Search code examples
rviolin-plotseurat

Adding p-values to a violin plot in seurat


I currently have a seurat object scData in which I have applied module scored by using AddModuleScore.

AddModuleScore(scData, features = inflam, name = "inflam_score", seed = 1, search = FALSE, assay = NULL, nbin = 21, ctrl = 100, pool = NULL)

I've gone ahead and plotted a violin plot to see a visual by doing: VlnPlot(scData, features = c("inflam_score1"), pt.size = 0) + NoLegend() + theme(axis.text.x = element_text(angle = 90, hjust = 1))

Is there a way to add a p-value to the output?

I tried:

VlnPlot(scData, features = c("inflam_score1"), pt.size = 0) + stat_compare_means()

But get this error:

Error in stat_compare_means() : could not find function "stat_compare_means"

I tried:

VlnPlot(scData, features = c("inflam_score1"), pt.size = 0) + stat_compare_means()

But get this error:

Error in stat_compare_means() : could not find function "stat_compare_means"

UPDATE:

I needed to load the ggpubr package to get the p-values.

But since I have more than to 2 pair, how would I go about adding a global p-value plus the p-values for more than 2 groups.[![enter image description here][1]][1]

I tried:

my_comparisons <- list( c("hIgG2_mIgG2", "NIS793_mIgG2"), c("hIgG2_aIL_1b", "NIS793_aIL_1b"))
VlnPlot(fib_395, features = c("trans_score1"), pt.size = 0) + stat_compare_means(comparisons = my_comparisons) + stat_compare_means() 

But I get this warning and no p-values show up:

Warning: Removed 6 rows containing missing values (geom_signif).

Solution

  • Updated:

    Your error is very likely related to the y axis limits. The VlnPlot() function allocates the 'correct' amount of space for the plot, but you want to add p values above the violins and these don't 'fit' in the available space. If you increase the space available by changing ylim() it should work as expected:

    Minimal reproducible example:

    library(tidyverse)
    library(Seurat)
    #> Attaching SeuratObject
    library(SeuratObject)
    library(ggsignif)
    library(ggpubr)
    
    #data(package = "Seurat")
    #data(package = "SeuratObject")
    
    data(pbmc_small)
    
    scData <- pbmc_small
    
    cd_features <- list(c(
      'CD79B',
      'CD79A',
      'CD19',
      'CD180',
      'CD200',
      'CD3D',
      'CD2',
      'CD3E',
      'CD7',
      'CD8A',
      'CD14',
      'CD1C',
      'CD68',
      'CD9',
      'CD247'
    ))

▸ **SOURCE MATERIAL**:
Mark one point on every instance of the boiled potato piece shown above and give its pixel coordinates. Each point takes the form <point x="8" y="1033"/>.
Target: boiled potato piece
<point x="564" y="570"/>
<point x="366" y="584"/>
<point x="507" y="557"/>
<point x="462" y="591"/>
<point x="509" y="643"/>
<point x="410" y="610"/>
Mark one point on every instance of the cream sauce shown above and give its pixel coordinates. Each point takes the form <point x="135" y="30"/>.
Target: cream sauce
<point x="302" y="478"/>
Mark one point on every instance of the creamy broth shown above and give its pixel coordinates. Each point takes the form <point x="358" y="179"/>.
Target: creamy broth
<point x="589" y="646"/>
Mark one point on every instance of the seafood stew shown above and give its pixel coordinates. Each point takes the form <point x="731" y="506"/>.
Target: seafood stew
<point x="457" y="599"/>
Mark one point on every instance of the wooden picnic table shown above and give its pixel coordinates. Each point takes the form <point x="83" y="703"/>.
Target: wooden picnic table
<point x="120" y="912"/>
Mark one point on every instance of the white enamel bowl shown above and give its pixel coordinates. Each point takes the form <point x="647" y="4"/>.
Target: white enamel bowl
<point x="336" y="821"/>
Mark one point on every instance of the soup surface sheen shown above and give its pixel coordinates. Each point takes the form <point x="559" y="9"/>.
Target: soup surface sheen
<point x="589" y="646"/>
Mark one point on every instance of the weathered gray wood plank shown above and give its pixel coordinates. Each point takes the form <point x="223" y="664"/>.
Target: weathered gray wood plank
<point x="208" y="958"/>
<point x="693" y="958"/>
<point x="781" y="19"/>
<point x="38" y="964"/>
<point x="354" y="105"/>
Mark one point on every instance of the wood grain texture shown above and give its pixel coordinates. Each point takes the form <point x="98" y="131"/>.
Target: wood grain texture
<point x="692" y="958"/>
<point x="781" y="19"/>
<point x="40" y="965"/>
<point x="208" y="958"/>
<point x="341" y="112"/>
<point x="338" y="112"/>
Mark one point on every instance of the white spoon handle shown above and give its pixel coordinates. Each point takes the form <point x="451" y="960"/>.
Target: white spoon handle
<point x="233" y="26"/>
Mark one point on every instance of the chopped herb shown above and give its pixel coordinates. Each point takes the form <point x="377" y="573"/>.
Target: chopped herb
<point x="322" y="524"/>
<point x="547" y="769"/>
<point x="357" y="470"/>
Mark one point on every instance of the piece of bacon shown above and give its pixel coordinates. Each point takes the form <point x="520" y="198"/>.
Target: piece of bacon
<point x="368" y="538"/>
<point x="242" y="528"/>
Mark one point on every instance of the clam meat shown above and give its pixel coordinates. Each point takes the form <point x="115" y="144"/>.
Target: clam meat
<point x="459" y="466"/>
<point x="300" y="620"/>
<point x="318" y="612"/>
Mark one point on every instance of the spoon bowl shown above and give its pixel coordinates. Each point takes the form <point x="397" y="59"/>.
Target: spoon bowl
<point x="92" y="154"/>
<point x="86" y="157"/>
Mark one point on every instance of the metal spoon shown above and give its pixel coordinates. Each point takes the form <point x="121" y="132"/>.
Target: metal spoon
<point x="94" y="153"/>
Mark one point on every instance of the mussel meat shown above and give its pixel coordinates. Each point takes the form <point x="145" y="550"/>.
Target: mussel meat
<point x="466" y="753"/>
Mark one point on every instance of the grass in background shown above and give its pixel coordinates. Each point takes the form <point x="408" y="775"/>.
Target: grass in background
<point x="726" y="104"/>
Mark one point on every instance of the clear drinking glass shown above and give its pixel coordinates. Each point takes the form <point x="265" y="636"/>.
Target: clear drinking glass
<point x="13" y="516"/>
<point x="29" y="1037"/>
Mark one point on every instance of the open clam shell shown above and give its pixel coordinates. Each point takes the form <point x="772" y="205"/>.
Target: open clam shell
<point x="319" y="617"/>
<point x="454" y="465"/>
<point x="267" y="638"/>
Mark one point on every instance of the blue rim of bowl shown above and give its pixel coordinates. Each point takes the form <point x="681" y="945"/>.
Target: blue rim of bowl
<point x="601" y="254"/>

▸ **TASK REQUIREMENTS**:
1. In the thread on adding p-values to a Seurat violin plot, which package did the poster have to load to get the p-values?
2. According to the thread on adding p-values to a Seurat violin plot, why do the p-values fail to show up, and what change should fix it?
3. Carry on the thread about p-values on Seurat violin plots from the point where it stops.

▸ **WRITTEN RESPONSES**:
1. The ggpubr package.

2. VlnPlot() allocates only enough space for the plot itself, so p-values added above the violins don't fit in the available area. Increasing that space by changing ylim() should make them appear as expected.

3.
    
    AddModuleScore(object = scData, features = cd_features, name = "cd_features",
                   seed = 1, search = FALSE, assay = NULL,
                   nbin = 21, ctrl = 5, pool = NULL)
    #> An object of class Seurat 
    #> 230 features across 80 samples within 1 assay 
    #> Active assay: RNA (230 features, 20 variable features)
    #>  2 dimensional reductions calculated: pca, tsne
    
    my_comparisons <- list( c("0", "1"), c("1", "2"), c("0", "2"))
    
    VlnPlot(scData, features = "PC_1", pt.size = 0) +
      NoLegend() +
      theme(axis.text.x = element_text(angle = 90, hjust = 1)) +
      stat_compare_means()
    

    Replicating the problem:

    VlnPlot(scData, features = "PC_1", pt.size = 0) +
      NoLegend() +
      theme(axis.text.x = element_text(angle = 90, hjust = 1)) +
      stat_compare_means(comparisons = my_comparisons)
    #> [1] FALSE
    #> Warning: Removed 9 rows containing missing values (`geom_signif()`).
    

    Changing ylim() to fix the problem:

    VlnPlot(scData, features = "PC_1", pt.size = 0) +
      NoLegend() +
      theme(axis.text.x = element_text(angle = 90, hjust = 1)) +
      stat_compare_means(comparisons = my_comparisons) +
      ylim(-2, 15)
    #> [1] FALSE
    #> Scale for y is already present.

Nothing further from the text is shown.